Reading text:

::::

The assigned grade is the grader’s judgement of whether the solution meets the standards of the class. In addition to the assigned grade, the grader is expected to provide detailed feedback, addressing specific flaws in the submitted work that can and should be improved in future work.
Resubmission
Part of the learning process is identifying and correcting mistakes. After your submissions have been graded and returned to you, you will have the opportunity to use the feedback you receive to revise and resubmit your work.
Regrade requests
You may submit a regrade request in the event of an error by the grader. That is, if the feedback provided by the grader is a factual error, you may request a review of the grading. Please indicate the source of the error in this case.
We will not consider regrade requests concerning disagreement with a grader’s evaluation of your work. In such cases, you should consider the feedback that was given and apply it towards revision and resubmission of your work.
Lectures
Lecture notes for each lecture can be found below.

::::

(Point localization data)
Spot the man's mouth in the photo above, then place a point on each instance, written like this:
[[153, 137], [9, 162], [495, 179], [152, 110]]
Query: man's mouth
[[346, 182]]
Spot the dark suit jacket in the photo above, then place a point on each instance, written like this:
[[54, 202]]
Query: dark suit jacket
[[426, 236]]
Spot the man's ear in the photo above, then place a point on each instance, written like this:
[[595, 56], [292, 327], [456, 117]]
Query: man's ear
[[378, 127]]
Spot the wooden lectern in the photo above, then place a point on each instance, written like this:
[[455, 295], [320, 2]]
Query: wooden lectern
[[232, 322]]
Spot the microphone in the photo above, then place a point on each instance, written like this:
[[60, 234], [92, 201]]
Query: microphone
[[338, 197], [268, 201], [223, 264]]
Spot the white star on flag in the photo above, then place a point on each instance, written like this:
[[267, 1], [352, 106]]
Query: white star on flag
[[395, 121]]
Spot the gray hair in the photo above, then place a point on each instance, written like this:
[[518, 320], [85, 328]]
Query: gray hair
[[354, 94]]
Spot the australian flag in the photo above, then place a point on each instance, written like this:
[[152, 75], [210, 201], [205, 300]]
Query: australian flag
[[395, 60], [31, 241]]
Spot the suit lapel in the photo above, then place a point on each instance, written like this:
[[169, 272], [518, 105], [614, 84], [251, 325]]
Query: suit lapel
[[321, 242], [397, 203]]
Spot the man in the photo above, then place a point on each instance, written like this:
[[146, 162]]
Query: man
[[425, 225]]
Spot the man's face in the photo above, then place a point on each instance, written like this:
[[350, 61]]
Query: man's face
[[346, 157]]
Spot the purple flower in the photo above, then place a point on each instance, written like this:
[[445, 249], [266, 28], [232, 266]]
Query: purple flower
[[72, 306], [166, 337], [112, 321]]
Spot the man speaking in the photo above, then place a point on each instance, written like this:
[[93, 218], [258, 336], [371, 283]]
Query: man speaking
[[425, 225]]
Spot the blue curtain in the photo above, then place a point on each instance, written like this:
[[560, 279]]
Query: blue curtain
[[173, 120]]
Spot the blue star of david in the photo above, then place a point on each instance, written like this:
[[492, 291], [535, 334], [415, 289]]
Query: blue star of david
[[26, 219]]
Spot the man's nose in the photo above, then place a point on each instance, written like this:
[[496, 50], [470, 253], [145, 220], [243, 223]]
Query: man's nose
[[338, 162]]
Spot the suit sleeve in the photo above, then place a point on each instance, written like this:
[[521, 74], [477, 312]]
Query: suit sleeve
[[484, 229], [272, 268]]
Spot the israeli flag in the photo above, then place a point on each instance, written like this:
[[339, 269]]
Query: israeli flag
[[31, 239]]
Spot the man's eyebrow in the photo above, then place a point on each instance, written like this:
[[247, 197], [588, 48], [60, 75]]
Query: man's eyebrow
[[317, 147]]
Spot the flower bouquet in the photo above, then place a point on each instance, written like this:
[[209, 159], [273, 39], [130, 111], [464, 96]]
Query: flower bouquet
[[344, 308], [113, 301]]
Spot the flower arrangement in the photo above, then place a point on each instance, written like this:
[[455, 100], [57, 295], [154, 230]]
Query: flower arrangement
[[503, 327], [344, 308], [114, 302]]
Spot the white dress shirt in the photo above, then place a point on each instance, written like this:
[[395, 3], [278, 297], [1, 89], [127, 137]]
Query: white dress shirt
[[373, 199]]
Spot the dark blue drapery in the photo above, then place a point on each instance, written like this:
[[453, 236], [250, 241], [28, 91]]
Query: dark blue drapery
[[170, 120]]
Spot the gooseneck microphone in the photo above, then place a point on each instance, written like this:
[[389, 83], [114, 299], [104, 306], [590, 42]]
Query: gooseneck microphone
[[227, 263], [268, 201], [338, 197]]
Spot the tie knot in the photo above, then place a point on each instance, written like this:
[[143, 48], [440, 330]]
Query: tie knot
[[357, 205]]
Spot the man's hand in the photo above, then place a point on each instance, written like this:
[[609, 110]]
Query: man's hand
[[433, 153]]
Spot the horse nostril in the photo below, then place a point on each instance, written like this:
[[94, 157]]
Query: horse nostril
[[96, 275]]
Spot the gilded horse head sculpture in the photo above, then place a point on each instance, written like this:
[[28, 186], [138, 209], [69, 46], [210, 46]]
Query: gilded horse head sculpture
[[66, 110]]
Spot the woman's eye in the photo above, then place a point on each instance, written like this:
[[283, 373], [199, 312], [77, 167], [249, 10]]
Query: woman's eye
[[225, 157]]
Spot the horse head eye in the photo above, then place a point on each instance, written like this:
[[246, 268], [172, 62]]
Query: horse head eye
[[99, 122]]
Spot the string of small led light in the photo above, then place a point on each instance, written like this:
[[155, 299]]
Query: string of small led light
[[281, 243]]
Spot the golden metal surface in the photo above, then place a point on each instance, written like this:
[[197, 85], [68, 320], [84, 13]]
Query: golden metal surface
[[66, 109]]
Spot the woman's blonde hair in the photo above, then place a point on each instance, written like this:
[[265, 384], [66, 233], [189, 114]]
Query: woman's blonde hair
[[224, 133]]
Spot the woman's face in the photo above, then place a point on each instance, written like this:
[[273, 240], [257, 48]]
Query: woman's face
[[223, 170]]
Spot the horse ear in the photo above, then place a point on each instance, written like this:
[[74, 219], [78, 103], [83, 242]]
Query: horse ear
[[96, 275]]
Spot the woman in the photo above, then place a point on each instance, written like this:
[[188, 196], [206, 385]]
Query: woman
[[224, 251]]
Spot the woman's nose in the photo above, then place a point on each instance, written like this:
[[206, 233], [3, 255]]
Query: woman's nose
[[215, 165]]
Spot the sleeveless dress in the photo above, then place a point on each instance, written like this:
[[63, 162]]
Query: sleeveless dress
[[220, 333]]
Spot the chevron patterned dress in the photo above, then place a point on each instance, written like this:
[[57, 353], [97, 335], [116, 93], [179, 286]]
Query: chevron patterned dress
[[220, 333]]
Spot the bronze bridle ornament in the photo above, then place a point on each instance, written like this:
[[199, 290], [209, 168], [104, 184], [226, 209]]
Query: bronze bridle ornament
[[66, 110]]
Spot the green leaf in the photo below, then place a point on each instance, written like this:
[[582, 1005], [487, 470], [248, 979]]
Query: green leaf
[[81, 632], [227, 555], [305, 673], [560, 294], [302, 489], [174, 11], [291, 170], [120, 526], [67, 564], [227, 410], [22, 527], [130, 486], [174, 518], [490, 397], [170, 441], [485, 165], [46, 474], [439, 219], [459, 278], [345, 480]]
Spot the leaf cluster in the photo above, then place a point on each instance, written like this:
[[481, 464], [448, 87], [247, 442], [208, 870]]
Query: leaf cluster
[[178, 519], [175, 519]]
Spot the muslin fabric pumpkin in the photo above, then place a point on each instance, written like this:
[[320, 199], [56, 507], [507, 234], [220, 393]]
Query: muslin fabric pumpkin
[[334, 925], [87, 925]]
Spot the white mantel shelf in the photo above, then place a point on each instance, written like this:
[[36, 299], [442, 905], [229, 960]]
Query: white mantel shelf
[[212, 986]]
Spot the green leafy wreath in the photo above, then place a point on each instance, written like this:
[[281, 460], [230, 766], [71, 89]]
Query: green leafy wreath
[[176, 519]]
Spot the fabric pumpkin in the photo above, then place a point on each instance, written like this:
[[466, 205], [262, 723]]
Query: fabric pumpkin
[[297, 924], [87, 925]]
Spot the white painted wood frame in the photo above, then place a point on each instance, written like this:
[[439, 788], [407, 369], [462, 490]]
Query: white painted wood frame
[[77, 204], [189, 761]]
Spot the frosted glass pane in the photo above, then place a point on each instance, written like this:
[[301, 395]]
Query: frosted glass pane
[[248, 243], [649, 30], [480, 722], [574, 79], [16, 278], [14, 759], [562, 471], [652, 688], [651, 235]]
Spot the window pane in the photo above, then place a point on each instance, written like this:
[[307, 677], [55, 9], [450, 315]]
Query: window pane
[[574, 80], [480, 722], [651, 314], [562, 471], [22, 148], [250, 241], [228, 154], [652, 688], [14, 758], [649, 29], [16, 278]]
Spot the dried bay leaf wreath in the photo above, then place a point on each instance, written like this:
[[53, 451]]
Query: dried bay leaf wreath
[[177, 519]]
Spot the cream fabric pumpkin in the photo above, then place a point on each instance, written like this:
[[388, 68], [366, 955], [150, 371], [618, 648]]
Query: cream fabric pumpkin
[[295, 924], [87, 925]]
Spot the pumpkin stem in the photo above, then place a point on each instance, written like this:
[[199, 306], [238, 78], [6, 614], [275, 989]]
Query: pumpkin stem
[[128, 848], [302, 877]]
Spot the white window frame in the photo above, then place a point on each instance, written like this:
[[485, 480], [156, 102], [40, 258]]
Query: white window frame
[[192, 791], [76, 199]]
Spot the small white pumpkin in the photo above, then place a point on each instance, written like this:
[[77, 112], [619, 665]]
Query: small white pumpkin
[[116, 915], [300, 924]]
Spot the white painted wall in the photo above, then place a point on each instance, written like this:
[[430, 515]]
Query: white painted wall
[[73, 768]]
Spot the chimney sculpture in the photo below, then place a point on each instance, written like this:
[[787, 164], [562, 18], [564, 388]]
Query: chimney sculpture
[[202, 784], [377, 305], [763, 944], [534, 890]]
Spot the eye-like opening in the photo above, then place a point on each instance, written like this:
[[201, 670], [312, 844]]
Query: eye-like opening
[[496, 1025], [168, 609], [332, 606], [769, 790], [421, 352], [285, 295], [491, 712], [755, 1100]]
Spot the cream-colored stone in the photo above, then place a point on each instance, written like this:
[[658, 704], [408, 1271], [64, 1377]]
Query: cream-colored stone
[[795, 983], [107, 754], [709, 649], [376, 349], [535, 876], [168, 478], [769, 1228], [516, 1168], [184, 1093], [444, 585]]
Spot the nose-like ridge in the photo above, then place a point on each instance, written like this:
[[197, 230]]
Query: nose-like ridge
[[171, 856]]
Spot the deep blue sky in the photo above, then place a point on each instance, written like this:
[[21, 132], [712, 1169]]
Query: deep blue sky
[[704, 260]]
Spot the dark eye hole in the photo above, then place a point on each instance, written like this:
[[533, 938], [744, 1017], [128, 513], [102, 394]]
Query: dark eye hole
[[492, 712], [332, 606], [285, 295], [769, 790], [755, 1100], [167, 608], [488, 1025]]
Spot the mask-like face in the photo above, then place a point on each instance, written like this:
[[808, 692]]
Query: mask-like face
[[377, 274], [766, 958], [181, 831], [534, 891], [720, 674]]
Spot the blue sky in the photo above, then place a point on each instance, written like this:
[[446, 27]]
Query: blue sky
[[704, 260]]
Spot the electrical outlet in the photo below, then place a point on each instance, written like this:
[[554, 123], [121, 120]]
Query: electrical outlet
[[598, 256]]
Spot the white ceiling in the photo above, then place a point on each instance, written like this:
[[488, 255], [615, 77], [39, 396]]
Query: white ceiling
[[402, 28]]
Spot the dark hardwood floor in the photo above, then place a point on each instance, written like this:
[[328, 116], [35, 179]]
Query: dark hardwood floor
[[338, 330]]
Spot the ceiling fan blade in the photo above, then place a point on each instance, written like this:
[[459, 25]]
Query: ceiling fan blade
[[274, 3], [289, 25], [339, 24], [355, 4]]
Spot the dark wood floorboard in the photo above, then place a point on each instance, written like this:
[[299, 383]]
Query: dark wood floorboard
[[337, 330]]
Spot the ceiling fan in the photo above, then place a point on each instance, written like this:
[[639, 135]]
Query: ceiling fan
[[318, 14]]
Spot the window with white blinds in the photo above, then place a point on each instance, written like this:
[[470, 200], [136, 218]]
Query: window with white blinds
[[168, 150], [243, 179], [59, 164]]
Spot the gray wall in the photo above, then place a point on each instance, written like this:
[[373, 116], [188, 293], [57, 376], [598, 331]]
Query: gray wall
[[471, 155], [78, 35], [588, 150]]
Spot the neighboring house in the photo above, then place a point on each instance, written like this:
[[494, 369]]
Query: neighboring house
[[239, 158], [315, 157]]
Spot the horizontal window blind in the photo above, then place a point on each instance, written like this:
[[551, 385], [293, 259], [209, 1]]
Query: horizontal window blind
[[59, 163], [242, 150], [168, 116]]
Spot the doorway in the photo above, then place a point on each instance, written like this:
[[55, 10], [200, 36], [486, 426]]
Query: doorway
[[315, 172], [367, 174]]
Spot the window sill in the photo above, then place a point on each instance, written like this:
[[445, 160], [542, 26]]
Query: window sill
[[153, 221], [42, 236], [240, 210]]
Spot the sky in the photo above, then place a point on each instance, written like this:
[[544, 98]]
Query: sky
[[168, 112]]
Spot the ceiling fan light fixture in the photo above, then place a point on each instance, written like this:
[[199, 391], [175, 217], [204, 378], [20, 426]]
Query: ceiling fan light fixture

::::

Instructions:
• A. Write out the stretch of the grading policy text from "We will not" through "be found below.".
• B. Answer these questions using the grading policy text.
(i) Besides the assigned grade, what is the grader expected to provide?
(ii) In what event may a regrade request be submitted?
(iii) Which regrade requests will not be considered?

Solutions to the tasks:
• A.
We will not consider regrade requests concerning disagreement with a grader’s evaluation of your work. In such cases, you should consider the feedback that was given and apply it towards revision and resubmission of your work.
Lectures
Lecture notes for each lecture can be found below.

• B.
(i) Detailed feedback that addresses specific flaws in the submitted work that can and should be improved in future work.
(ii) In the event of an error by the grader, that is, when the feedback provided by the grader is a factual error.
(iii) Those concerning disagreement with a grader's evaluation of the work.